REQUIREMENT:
Convert the rows below into a JSON list of strings, one string per line with blank lines omitted, starting with the line containing "Exercise. Indicate with a point every instance of the crane" and continuing through the line containing "x=657, y=207". Include only those lines.

◆ ◆ ◆ ◆ ◆

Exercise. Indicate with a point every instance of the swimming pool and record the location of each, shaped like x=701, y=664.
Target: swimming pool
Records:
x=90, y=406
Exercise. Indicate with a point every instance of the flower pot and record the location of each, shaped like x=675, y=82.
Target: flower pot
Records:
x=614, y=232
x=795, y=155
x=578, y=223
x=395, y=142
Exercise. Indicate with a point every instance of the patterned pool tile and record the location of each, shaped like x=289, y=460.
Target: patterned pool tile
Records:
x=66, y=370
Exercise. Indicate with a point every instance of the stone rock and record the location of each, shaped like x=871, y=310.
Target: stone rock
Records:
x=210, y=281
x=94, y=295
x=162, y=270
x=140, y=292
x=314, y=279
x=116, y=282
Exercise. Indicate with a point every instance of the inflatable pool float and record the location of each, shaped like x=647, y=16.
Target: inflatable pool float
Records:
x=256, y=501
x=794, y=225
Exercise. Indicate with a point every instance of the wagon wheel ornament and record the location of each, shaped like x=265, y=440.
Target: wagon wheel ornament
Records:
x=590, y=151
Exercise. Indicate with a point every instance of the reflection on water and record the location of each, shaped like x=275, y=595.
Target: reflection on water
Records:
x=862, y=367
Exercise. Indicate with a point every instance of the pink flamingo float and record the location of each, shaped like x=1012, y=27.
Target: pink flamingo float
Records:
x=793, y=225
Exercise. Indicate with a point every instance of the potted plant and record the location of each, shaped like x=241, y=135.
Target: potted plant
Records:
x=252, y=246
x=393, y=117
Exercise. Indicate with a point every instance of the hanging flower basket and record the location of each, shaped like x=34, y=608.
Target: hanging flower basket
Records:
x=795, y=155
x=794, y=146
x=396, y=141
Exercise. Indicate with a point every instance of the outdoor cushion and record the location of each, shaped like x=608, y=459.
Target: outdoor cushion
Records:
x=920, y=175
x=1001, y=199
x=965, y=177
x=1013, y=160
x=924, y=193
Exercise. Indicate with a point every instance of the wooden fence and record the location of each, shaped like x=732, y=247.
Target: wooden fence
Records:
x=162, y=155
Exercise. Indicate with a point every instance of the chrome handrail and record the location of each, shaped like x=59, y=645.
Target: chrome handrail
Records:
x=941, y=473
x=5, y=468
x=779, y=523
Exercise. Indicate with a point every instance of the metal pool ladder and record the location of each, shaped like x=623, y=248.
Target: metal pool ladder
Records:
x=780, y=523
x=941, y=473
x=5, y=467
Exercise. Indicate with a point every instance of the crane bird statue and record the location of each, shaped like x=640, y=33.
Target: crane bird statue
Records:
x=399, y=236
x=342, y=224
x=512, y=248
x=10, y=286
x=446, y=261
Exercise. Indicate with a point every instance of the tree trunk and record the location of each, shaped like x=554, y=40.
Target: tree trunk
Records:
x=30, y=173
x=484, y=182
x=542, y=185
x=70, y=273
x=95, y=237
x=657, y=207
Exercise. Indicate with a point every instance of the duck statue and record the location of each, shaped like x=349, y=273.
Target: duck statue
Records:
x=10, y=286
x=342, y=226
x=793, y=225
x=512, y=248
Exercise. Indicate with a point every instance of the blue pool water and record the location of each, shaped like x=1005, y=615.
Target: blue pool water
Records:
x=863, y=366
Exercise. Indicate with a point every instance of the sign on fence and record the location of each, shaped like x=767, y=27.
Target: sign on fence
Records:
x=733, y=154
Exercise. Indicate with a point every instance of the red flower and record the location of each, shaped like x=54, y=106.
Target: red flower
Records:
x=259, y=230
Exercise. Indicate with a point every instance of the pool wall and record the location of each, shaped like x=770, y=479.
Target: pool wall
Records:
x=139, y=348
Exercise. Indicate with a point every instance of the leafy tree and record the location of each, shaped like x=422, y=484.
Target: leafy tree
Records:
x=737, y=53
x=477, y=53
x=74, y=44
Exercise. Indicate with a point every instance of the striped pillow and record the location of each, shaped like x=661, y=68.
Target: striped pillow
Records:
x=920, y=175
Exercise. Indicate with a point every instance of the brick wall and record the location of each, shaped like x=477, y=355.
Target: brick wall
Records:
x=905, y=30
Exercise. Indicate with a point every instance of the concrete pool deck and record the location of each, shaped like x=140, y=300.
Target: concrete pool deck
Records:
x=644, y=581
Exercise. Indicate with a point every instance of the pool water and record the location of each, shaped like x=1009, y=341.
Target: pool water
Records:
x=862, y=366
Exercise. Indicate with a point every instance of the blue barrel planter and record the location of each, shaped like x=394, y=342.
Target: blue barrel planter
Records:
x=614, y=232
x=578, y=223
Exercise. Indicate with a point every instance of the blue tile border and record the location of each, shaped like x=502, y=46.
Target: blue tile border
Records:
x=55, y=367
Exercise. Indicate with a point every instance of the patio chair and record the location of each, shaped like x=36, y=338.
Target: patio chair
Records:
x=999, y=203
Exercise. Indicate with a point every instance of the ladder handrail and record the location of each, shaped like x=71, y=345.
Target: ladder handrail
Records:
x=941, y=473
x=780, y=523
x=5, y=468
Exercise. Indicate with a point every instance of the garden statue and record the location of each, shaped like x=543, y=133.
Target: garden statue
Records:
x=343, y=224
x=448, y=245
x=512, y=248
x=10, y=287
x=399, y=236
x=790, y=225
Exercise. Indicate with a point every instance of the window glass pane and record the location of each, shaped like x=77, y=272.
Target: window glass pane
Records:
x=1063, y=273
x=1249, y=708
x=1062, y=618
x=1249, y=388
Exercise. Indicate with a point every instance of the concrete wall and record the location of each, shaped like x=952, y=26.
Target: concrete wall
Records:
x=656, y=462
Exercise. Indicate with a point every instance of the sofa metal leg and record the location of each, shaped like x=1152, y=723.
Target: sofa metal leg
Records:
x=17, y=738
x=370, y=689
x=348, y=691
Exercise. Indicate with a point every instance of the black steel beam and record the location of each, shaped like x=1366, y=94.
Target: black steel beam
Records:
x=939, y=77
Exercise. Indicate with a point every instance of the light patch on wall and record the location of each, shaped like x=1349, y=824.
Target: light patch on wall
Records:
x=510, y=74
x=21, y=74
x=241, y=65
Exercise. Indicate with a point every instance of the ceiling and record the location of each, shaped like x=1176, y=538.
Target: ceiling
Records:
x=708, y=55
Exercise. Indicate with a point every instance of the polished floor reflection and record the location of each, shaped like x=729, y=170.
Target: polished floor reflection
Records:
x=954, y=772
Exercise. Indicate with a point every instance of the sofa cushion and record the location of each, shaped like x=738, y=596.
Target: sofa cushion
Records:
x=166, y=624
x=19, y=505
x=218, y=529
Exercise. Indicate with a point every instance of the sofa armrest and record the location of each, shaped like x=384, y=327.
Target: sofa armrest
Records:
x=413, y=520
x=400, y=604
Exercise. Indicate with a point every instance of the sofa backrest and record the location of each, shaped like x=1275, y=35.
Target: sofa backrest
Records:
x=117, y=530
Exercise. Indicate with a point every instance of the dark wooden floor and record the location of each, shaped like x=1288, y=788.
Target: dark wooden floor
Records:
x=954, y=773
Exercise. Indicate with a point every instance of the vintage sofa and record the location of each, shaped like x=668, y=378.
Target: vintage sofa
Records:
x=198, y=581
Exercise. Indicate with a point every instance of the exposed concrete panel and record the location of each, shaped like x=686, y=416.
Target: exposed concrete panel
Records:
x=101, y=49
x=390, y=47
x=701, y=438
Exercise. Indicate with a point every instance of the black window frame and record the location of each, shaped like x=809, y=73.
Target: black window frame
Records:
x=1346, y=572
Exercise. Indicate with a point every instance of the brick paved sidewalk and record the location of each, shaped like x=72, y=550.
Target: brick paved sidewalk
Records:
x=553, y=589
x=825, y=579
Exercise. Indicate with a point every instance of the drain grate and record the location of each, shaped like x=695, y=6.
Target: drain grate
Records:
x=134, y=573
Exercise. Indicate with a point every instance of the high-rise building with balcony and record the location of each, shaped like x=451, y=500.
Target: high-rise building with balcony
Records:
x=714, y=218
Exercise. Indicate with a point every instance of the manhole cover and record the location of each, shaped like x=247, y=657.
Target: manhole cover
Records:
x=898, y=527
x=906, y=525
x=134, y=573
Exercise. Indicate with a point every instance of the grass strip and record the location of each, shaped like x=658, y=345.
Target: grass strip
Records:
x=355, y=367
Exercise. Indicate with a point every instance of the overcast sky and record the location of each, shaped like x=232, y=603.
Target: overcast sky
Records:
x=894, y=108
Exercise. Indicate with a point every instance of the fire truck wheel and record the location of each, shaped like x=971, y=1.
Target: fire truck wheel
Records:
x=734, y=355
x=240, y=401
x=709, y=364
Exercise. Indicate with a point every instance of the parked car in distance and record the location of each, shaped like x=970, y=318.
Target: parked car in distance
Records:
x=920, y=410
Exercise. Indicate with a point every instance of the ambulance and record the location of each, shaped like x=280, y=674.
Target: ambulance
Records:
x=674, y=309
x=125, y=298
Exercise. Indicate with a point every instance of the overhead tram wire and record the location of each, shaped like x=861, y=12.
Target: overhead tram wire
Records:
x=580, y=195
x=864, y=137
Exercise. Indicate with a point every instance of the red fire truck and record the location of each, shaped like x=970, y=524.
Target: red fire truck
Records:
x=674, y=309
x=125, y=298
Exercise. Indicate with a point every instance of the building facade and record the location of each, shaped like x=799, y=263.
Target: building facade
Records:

◆ ◆ ◆ ◆ ◆

TASK SOLUTION:
[
  "Exercise. Indicate with a point every instance of the crane bird statue and record the location of each, shaped like x=640, y=33.",
  "Target: crane bird statue",
  "Records:",
  "x=399, y=236",
  "x=342, y=224",
  "x=512, y=248",
  "x=10, y=286",
  "x=446, y=261",
  "Exercise. Indicate with a point every instance of the tree trunk and record the location of each, shaped like x=554, y=40.",
  "Target: tree trunk",
  "Records:",
  "x=30, y=173",
  "x=484, y=182",
  "x=542, y=185",
  "x=70, y=273",
  "x=95, y=237",
  "x=657, y=207"
]